WHAT THE TASK ASKS: Report every line in the records below that contains the word "outline", copying each such line in full.
**** DATA ENTRIES ****
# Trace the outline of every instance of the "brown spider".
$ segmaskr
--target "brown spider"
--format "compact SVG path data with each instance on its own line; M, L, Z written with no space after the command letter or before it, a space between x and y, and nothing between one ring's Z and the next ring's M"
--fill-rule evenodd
****
**** DATA ENTRIES ****
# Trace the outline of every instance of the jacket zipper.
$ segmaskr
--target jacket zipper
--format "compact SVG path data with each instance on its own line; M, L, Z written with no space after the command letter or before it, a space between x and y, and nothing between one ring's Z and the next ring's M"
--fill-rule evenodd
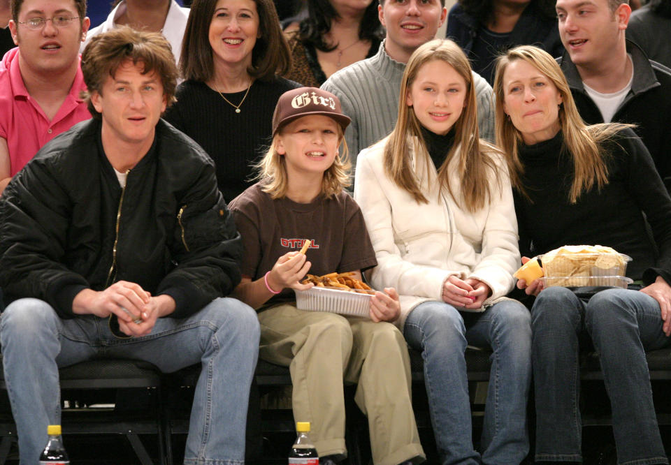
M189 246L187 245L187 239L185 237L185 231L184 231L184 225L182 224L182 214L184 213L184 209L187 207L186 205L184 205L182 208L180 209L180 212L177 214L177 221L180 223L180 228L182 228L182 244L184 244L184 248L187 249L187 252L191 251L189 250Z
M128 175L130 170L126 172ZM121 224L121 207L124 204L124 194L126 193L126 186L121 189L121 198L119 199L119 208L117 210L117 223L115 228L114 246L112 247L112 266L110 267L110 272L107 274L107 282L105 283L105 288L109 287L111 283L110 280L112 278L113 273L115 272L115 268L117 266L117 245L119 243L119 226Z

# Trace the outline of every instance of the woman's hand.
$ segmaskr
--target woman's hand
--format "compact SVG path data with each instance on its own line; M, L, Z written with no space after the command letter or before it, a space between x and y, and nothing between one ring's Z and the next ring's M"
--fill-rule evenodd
****
TASK ANSWER:
# Trace the outline of every instance of the "brown spider".
# Trace the outline of every instance of the jacket zipper.
# Trace the outline of every instance of the woman's hand.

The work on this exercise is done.